Pointing records
"""
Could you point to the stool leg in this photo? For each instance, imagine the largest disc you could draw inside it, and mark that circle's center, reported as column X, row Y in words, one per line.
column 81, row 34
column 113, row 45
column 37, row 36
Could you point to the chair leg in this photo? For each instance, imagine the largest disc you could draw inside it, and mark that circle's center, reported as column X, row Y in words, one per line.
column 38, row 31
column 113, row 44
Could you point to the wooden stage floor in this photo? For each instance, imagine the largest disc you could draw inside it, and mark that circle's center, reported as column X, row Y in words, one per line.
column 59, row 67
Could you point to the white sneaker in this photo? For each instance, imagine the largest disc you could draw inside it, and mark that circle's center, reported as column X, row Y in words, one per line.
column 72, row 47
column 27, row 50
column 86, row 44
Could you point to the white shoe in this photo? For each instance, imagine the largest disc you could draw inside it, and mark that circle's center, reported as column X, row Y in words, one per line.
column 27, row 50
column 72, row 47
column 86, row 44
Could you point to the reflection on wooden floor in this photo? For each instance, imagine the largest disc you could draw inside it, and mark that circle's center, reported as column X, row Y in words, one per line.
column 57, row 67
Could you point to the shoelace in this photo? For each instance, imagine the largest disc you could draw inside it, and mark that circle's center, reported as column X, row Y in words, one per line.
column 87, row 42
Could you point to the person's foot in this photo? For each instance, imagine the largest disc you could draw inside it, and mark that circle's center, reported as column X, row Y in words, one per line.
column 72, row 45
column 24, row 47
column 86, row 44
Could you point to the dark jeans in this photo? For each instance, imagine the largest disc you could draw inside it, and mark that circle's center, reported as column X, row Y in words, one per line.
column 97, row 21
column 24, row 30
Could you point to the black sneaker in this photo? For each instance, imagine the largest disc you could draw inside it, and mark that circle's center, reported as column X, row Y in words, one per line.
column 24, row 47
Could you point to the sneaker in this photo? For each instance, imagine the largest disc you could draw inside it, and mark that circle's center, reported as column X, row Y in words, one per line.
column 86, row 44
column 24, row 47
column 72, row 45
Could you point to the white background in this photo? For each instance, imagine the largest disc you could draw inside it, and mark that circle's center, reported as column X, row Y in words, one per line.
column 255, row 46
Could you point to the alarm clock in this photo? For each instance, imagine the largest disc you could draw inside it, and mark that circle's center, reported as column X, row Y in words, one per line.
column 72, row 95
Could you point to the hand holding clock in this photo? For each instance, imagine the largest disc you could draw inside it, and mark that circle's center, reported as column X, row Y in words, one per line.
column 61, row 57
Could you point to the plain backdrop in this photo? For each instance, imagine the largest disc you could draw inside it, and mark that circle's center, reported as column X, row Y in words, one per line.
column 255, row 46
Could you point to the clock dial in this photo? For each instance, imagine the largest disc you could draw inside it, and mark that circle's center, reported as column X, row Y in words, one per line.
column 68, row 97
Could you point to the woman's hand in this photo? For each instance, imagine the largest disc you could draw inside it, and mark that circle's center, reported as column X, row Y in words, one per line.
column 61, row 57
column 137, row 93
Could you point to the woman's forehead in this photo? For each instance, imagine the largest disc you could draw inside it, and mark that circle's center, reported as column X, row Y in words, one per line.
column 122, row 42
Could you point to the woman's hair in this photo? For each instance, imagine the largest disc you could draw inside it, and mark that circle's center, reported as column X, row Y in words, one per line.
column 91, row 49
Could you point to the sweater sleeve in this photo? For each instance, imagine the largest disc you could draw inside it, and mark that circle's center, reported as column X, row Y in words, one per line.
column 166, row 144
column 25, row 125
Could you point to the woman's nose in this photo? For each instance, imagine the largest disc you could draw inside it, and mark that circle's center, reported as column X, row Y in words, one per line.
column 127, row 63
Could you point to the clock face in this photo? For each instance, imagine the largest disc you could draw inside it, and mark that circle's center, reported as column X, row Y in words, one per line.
"""
Your instructions → Output exactly the lines between the one containing "Could you point to the woman's forehead" and the final line above, both inclusive.

Exercise result →
Could you point to the woman's forehead in this photo? For each instance, imagine the largest disc you could draw inside it, and mark that circle's center, reported as column X, row Y in words, one per line.
column 122, row 42
Could you point to the woman's hair in this photo? For each instance, imagine the largest disc you could draw inside it, and mark that circle's center, reported as column X, row Y in words, one per line.
column 91, row 49
Could you point to the sweater sleeve in this photo? For each instance, imagine the largest disc you could draw inside it, and mark that circle's center, reported as column X, row Y in words, one per line.
column 166, row 144
column 25, row 125
Could you point to the woman's nose in this photo? For each instance, imagine the largest disc you could draw inside it, and mark that circle's center, reported as column X, row Y in words, one per line.
column 127, row 63
Could you point to the clock face in this photo? For each instance, imagine the largest disc you could draw inside it, and mark that circle's center, reported as column X, row Y in words, one per line.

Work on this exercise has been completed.